> **Items from a data source**
"""
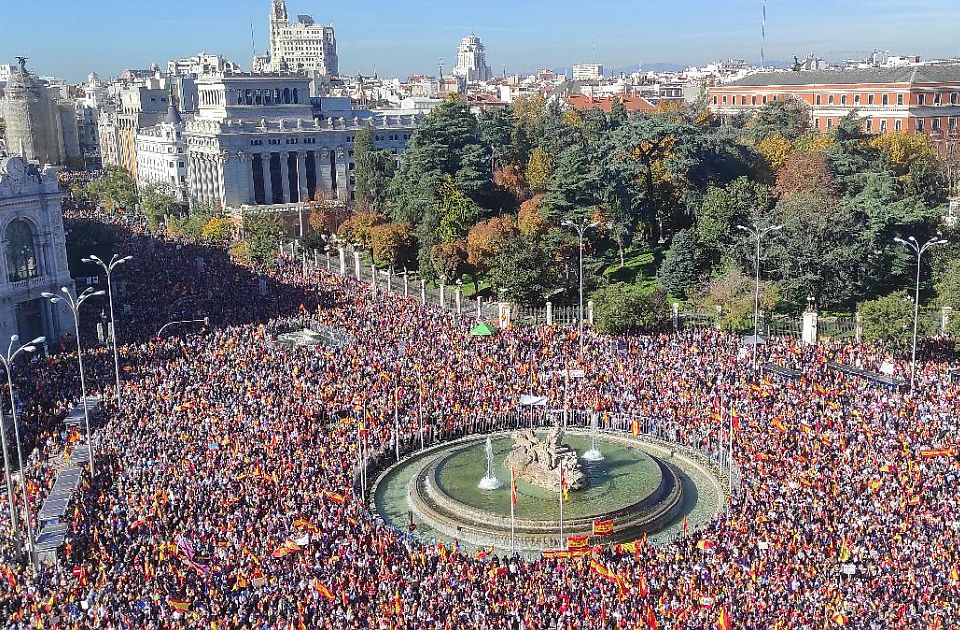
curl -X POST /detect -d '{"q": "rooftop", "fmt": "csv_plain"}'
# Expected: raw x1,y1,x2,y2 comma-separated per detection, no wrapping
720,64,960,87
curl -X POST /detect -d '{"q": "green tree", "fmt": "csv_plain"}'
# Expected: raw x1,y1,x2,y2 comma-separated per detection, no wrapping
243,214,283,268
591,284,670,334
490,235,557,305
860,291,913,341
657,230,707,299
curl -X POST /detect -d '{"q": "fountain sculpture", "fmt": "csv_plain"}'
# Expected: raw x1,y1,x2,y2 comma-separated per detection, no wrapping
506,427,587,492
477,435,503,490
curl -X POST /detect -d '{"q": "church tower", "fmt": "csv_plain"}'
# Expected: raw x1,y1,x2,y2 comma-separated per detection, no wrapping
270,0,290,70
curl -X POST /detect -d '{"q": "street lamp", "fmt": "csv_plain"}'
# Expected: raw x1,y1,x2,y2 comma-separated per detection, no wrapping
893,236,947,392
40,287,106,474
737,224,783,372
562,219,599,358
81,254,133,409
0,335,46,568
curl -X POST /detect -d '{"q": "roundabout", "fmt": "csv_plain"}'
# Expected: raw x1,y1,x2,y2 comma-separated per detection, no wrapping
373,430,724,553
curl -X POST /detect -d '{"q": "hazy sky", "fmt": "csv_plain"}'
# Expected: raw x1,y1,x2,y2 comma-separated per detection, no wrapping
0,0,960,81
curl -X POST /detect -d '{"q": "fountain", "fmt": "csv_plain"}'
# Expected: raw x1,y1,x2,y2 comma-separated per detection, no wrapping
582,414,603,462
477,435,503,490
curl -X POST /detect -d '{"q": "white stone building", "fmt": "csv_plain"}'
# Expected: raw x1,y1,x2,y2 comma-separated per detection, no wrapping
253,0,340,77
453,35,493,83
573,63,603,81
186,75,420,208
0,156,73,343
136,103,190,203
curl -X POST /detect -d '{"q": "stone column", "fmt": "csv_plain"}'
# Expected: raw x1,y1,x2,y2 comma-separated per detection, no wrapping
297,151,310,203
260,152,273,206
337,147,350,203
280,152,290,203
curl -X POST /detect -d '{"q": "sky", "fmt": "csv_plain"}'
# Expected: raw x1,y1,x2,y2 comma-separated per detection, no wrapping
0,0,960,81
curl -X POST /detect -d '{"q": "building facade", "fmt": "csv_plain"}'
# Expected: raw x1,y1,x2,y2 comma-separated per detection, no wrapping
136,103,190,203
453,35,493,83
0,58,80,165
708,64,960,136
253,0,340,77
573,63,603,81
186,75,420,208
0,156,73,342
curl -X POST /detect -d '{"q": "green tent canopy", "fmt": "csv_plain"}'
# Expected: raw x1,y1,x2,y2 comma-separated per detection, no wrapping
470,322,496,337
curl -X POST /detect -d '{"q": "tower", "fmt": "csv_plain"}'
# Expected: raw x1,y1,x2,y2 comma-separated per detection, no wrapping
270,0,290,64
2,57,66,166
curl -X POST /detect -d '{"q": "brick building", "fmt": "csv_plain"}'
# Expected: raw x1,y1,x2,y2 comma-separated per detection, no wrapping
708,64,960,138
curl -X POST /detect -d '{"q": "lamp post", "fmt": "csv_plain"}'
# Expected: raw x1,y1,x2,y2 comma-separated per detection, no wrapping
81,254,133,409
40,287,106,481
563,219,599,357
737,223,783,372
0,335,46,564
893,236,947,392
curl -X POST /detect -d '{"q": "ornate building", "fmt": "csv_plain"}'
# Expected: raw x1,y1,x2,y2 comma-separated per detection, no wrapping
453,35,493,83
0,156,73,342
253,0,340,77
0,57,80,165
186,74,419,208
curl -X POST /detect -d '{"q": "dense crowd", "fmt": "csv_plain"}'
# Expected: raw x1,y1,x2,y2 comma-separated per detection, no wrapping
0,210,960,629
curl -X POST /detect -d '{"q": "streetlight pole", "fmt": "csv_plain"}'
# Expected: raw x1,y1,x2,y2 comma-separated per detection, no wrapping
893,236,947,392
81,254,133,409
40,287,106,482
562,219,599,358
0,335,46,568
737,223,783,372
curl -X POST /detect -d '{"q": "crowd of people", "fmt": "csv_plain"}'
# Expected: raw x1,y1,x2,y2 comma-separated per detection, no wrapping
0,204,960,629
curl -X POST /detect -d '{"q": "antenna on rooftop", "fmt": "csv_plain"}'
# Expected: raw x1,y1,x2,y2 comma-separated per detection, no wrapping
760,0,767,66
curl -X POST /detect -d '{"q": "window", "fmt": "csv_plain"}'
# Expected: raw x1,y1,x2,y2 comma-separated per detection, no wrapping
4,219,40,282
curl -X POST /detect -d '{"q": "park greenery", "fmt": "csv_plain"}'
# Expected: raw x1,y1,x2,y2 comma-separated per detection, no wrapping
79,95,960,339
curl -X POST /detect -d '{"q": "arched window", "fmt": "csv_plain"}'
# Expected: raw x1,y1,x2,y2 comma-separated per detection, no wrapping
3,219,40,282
"""
> **Task statement**
Word for word, quote the lines above. Omit the pictures.

> **Complete response**
curl -X POST /detect -d '{"q": "rooftop", "fmt": "csv_plain"}'
# Expected: raw x1,y1,x2,y2 comma-separated per detection, no wrapping
720,64,960,87
curl -X POST /detect -d '{"q": "green tree", "fmt": "csv_plain"}'
# Expected: raw x1,y1,x2,y2 comma-separated per detection, no wrapping
243,214,283,268
591,284,670,334
490,235,557,305
860,291,913,341
657,230,707,299
curl -X POST /detect -d '{"q": "fountain sculpture", "fmt": "csv_plain"}'
# Expected: raw x1,y1,x2,y2 comma-separated per detection, no wrapping
506,427,587,492
477,435,503,490
curl -X POST /detect -d '{"q": "church tower", "fmt": "csv_plain"}'
# Expected: raw x1,y1,x2,y2 comma-separated per detection, no wrapping
270,0,290,70
curl -X POST /detect -d '{"q": "street lamp", "fmt": "csv_plain"}'
# Expected: raw x1,y1,x2,y2 comma-separated per detection, no wrapping
893,236,947,392
40,287,106,474
737,224,783,372
562,219,599,358
81,254,133,409
0,335,46,568
curl -X POST /detect -d '{"q": "roundabout", "fmt": "csv_plain"}'
# Expected: raw x1,y1,x2,y2 comma-separated per detection, no wrapping
373,430,724,553
curl -X POST /detect -d '{"q": "hazy sky", "fmt": "csv_plain"}'
# Expected: raw x1,y1,x2,y2 comma-separated per detection, no wrapping
0,0,960,81
curl -X POST /detect -d '{"q": "fountain", "fmt": "csv_plain"}'
# Expected: raw x1,y1,x2,y2 comma-separated per detection, no wrapping
582,414,603,462
477,435,503,490
curl -X POST /detect -d '{"q": "white stone building", "fmt": "csv_plain"}'
# Expected: raw x1,y1,x2,y2 comma-separated per detection, no wrapping
253,0,340,77
453,35,493,83
573,63,603,81
186,75,420,208
0,156,73,343
136,103,190,203
curl -X POST /detect -d '{"q": "stone column", "fmt": "csv_plain"}'
# Expected: raw x1,y1,x2,y2 comma-separated per detection, no wrapping
297,151,310,203
260,152,273,206
337,147,350,203
280,152,290,203
curl -X POST /detect -d '{"q": "sky", "fmt": "csv_plain"}'
# Expected: raw x1,y1,x2,y2 comma-separated per detection, no wrapping
0,0,960,81
curl -X POST /detect -d '{"q": "building facade", "fmt": "csv_plain"}'
# Expected: raw x1,y1,x2,y2 comma-separated per detection, no wrapping
136,103,190,203
453,35,493,83
0,58,80,165
708,64,960,136
253,0,340,77
573,63,603,81
186,75,420,208
0,156,73,342
curl -X POST /detect -d '{"q": "green tent canopy", "fmt": "csv_plain"}'
# Expected: raw x1,y1,x2,y2 comma-separated per detection, no wrapping
470,322,496,337
curl -X POST /detect -d '{"q": "tower", "fmt": "csv_plain"}'
# Expected: raw x1,y1,x2,y2 comma-separated per detection, no wrapping
270,0,290,64
2,57,66,166
curl -X POST /detect -d '{"q": "brick building", "fmt": "csv_plain"}'
# Expected: raw x1,y1,x2,y2 comma-separated per detection, no wrapping
708,64,960,138
curl -X POST /detect -d '{"q": "lamp post", "fmt": "csv_plain"}'
# Expected: raw x1,y1,x2,y2 comma-separated per detection, no wrapping
81,254,133,409
40,287,106,481
563,219,599,357
737,223,783,372
0,335,46,564
893,236,947,392
curl -X POST /detect -d '{"q": "ornate building", "fmt": "csv_plain"}'
# Expected: raw x1,y1,x2,y2 comma-separated per detection, no wrapping
453,35,493,83
0,156,73,342
253,0,340,77
0,57,80,165
186,74,419,208
curl -X POST /detect -d '{"q": "dense crowd", "fmt": "csv_plain"}'
# Expected: raw x1,y1,x2,y2 comma-separated per detection, no wrapping
0,210,960,629
curl -X POST /detect -d '{"q": "streetlight pole", "fmt": "csv_plain"}'
# Expected: raw x1,y1,x2,y2 comma-separated per detection, no wrapping
893,236,947,392
81,254,133,409
40,287,106,482
562,219,599,358
0,335,46,568
737,223,783,372
curl -X POST /detect -d '{"q": "crowd of people", "fmt": "csv_plain"}'
# Expected: raw x1,y1,x2,y2 comma-separated per detection, no wrapping
0,204,960,629
curl -X POST /detect -d '{"q": "antenna on rooftop", "fmt": "csv_plain"}'
# Expected: raw x1,y1,x2,y2 comma-separated per detection, no wrapping
760,0,767,66
curl -X POST /detect -d '{"q": "window", "fmt": "csv_plain"}'
# Expected: raw x1,y1,x2,y2 comma-separated per detection, no wrapping
4,219,40,282
curl -X POST /detect -d '{"q": "park greenery", "fmt": "csv_plain"}'
# Expected: raw x1,y1,x2,y2 comma-separated per detection, no wrapping
79,95,960,339
curl -X POST /detect -d '{"q": "arched window", "fmt": "csv_plain"}'
# Expected: raw x1,y1,x2,y2 comma-separated per detection, no wrapping
3,219,40,282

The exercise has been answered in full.